**INSTRUCTIONS FOR THE TASK:**
Pull out every line of the material below that contains the string "belt", and copy each one unchanged. Matching is case-sensitive.
== RECORD EXCERPTS ==
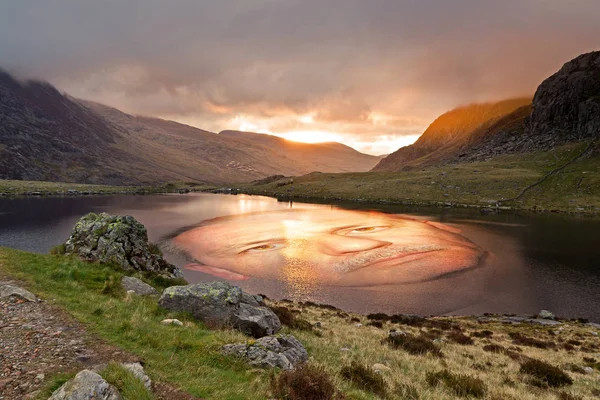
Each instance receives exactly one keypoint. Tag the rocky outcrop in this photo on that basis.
(17, 292)
(220, 304)
(138, 371)
(567, 105)
(86, 385)
(117, 240)
(131, 284)
(282, 351)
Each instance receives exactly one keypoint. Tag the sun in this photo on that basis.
(312, 136)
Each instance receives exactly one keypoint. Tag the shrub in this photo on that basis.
(460, 338)
(309, 382)
(461, 385)
(417, 345)
(128, 384)
(365, 378)
(290, 319)
(546, 373)
(406, 391)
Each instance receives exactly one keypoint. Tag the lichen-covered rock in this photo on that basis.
(138, 371)
(281, 351)
(221, 304)
(14, 291)
(86, 385)
(117, 240)
(567, 105)
(137, 286)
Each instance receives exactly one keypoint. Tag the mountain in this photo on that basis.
(565, 108)
(45, 135)
(445, 138)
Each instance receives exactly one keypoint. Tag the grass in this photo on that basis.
(40, 188)
(480, 184)
(189, 358)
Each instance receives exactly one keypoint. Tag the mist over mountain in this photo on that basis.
(565, 108)
(45, 135)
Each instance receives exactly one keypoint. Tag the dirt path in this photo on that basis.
(38, 340)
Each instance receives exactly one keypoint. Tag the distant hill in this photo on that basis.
(448, 135)
(565, 109)
(45, 135)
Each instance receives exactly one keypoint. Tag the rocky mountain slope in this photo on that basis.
(565, 108)
(449, 133)
(45, 135)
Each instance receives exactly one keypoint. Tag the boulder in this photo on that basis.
(86, 385)
(118, 240)
(567, 105)
(137, 286)
(220, 304)
(281, 351)
(14, 291)
(545, 314)
(138, 371)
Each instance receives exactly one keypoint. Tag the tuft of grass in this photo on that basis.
(130, 387)
(417, 345)
(461, 385)
(546, 373)
(52, 384)
(460, 338)
(289, 319)
(522, 340)
(406, 391)
(309, 382)
(364, 378)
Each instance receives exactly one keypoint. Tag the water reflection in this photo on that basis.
(326, 247)
(534, 261)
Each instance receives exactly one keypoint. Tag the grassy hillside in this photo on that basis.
(435, 358)
(481, 184)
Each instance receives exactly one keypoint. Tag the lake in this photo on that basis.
(452, 261)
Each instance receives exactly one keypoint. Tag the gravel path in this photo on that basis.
(38, 340)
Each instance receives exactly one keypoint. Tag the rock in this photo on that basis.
(567, 104)
(14, 291)
(545, 314)
(137, 286)
(282, 351)
(379, 368)
(171, 322)
(138, 371)
(117, 240)
(220, 304)
(86, 385)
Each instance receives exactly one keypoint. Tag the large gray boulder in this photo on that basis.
(567, 105)
(220, 304)
(282, 351)
(86, 385)
(15, 291)
(118, 240)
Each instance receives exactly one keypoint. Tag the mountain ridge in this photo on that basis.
(45, 135)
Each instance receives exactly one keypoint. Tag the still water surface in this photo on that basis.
(460, 262)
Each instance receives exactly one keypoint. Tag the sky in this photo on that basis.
(372, 74)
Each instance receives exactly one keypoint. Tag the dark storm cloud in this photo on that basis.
(344, 62)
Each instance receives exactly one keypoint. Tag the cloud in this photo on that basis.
(363, 69)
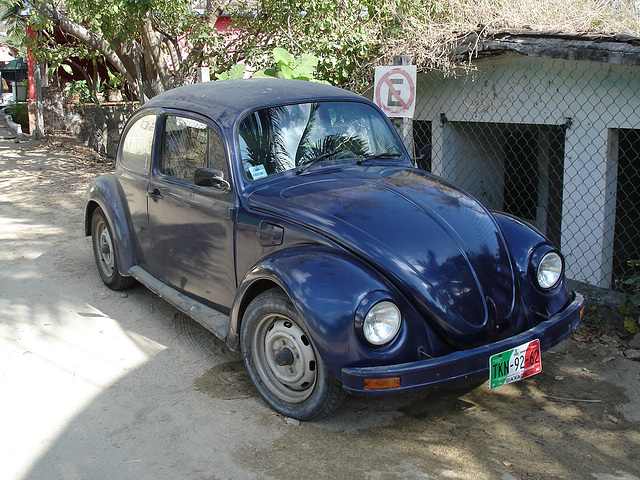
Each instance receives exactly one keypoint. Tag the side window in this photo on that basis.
(189, 144)
(137, 144)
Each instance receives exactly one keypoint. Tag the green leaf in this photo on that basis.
(281, 56)
(237, 71)
(287, 72)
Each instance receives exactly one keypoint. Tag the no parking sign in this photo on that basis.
(395, 90)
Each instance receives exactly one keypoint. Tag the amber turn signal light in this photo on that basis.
(381, 383)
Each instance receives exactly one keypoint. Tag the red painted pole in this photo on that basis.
(30, 65)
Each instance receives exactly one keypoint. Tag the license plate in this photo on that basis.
(515, 364)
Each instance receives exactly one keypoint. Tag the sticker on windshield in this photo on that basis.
(257, 172)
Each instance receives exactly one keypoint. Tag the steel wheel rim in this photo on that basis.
(293, 382)
(104, 248)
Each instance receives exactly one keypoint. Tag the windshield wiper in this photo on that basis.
(318, 159)
(377, 156)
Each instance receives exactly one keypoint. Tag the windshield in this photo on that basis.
(290, 137)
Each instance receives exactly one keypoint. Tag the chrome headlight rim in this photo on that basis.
(375, 332)
(548, 268)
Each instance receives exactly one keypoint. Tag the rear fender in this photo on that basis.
(328, 288)
(105, 192)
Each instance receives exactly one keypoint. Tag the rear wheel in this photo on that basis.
(283, 362)
(104, 251)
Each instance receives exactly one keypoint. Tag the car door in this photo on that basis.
(191, 226)
(133, 171)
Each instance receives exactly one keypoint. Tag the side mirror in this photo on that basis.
(208, 177)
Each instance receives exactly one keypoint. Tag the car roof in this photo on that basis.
(226, 99)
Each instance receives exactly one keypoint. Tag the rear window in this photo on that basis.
(137, 144)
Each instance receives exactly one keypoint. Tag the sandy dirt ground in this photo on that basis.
(96, 384)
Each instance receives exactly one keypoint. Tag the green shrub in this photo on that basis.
(630, 307)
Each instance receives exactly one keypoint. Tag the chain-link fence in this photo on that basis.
(555, 142)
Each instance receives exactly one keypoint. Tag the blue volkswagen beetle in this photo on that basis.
(288, 219)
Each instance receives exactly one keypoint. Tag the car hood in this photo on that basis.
(436, 243)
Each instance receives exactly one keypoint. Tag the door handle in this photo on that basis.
(155, 194)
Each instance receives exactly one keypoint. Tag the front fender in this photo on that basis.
(105, 192)
(328, 286)
(525, 242)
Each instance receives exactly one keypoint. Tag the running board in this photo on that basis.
(214, 321)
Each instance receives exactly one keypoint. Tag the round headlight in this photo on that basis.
(549, 270)
(381, 323)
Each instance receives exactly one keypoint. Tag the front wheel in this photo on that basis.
(283, 362)
(104, 251)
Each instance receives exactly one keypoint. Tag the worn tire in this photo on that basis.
(295, 383)
(104, 251)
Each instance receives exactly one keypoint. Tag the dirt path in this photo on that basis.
(98, 384)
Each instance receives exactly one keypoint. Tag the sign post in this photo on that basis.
(395, 94)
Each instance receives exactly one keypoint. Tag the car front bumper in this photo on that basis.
(462, 364)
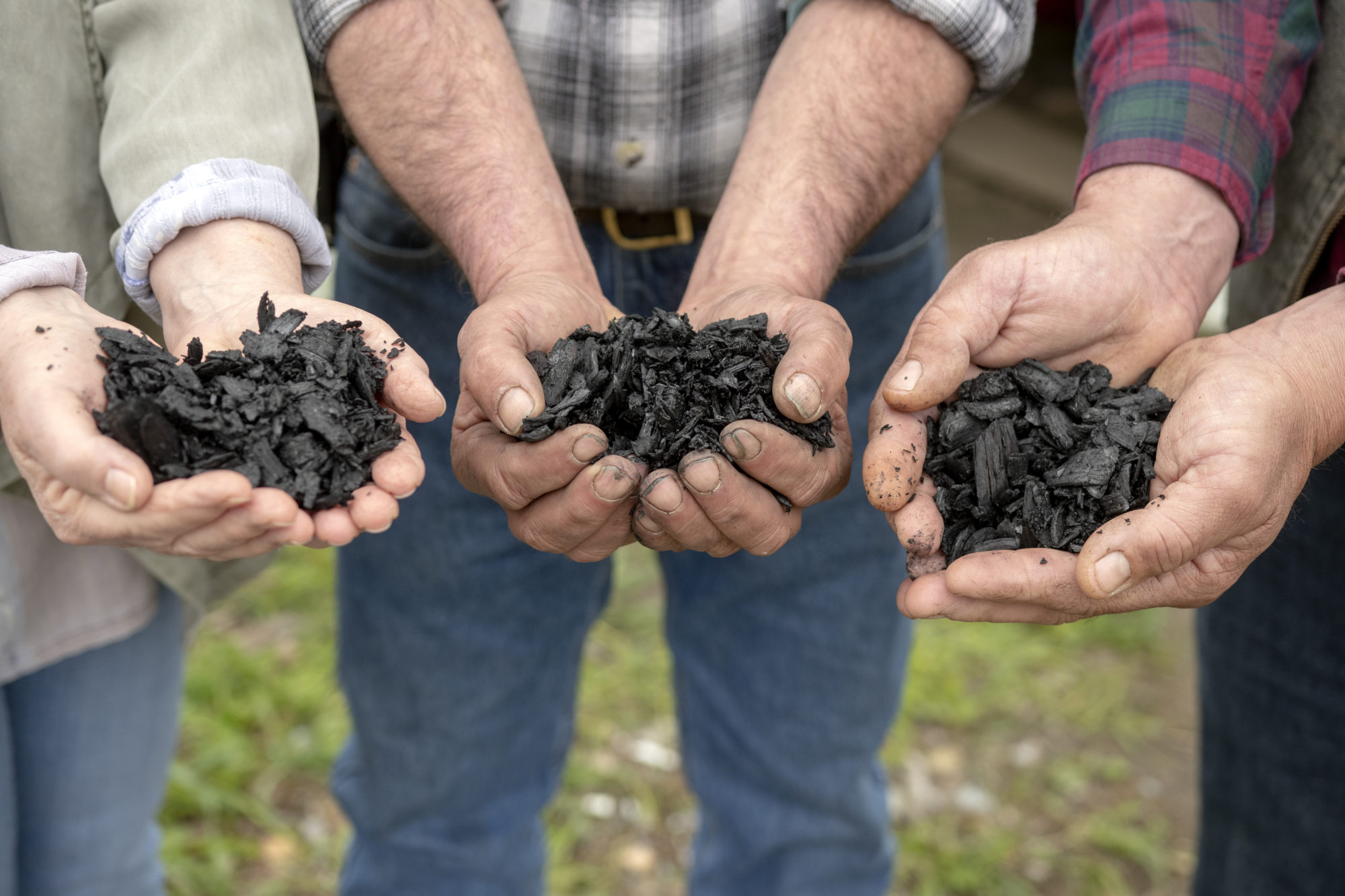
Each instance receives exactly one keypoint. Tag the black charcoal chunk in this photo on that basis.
(1031, 456)
(661, 389)
(297, 409)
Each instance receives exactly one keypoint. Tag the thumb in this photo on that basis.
(64, 444)
(497, 372)
(1186, 520)
(813, 372)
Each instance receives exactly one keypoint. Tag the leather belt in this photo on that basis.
(640, 231)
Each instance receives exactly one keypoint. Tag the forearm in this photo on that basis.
(435, 96)
(851, 114)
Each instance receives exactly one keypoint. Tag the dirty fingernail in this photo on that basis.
(588, 447)
(1112, 572)
(122, 489)
(906, 378)
(516, 405)
(804, 392)
(613, 483)
(703, 475)
(742, 444)
(664, 494)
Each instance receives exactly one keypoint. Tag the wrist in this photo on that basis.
(224, 263)
(1180, 222)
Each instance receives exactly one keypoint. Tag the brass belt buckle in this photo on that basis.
(681, 220)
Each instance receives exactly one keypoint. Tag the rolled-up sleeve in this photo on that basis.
(319, 21)
(1204, 87)
(209, 115)
(995, 36)
(22, 270)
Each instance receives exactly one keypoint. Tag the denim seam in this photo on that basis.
(864, 266)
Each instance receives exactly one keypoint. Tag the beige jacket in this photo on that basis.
(102, 104)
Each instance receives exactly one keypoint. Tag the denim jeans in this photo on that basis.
(1273, 702)
(85, 747)
(461, 646)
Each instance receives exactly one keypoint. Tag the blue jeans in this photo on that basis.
(1273, 701)
(85, 747)
(461, 646)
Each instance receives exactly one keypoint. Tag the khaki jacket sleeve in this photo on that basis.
(188, 81)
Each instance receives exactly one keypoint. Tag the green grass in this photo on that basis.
(1013, 767)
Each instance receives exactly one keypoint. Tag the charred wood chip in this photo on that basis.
(1031, 456)
(661, 389)
(297, 409)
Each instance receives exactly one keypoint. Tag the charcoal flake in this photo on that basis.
(297, 409)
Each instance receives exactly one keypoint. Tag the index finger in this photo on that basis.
(813, 372)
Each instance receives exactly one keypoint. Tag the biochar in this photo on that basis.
(295, 409)
(661, 389)
(1030, 456)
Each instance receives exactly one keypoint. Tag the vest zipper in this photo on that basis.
(1317, 252)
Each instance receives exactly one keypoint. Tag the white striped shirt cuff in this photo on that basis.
(212, 192)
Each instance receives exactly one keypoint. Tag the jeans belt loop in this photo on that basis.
(681, 220)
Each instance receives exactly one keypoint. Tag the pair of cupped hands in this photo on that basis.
(1124, 282)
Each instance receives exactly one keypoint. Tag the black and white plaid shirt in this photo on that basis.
(645, 103)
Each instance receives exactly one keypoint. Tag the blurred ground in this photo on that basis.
(1027, 760)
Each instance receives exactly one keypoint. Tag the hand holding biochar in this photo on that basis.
(661, 389)
(295, 409)
(1030, 456)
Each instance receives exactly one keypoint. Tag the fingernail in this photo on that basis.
(648, 525)
(120, 489)
(703, 475)
(664, 494)
(742, 444)
(516, 405)
(1112, 573)
(804, 392)
(613, 483)
(906, 378)
(588, 447)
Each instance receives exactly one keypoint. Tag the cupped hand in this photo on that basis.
(1256, 409)
(209, 282)
(407, 391)
(1121, 282)
(718, 506)
(91, 489)
(563, 494)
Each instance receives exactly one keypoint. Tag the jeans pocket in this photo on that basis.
(377, 225)
(903, 233)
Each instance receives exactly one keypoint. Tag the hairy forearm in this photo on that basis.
(851, 114)
(435, 97)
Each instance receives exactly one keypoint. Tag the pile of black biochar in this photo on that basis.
(295, 409)
(661, 389)
(1030, 456)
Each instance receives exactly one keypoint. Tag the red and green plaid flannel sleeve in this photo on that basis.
(1206, 87)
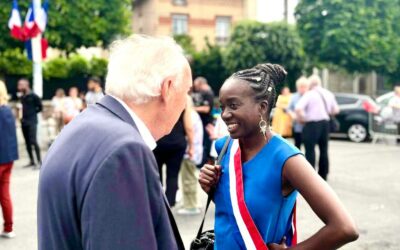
===
**WRITTEN SOLUTION:**
Each instance receives exactly one keypoint. Tag the leather belt in this photo on that basis.
Each instance receives exactly one keypoint. Tag the brass belt buckle in this photo on that basis.
Each instance receives exactly one keypoint. Tag the jeans belt loop in this photo on that basis.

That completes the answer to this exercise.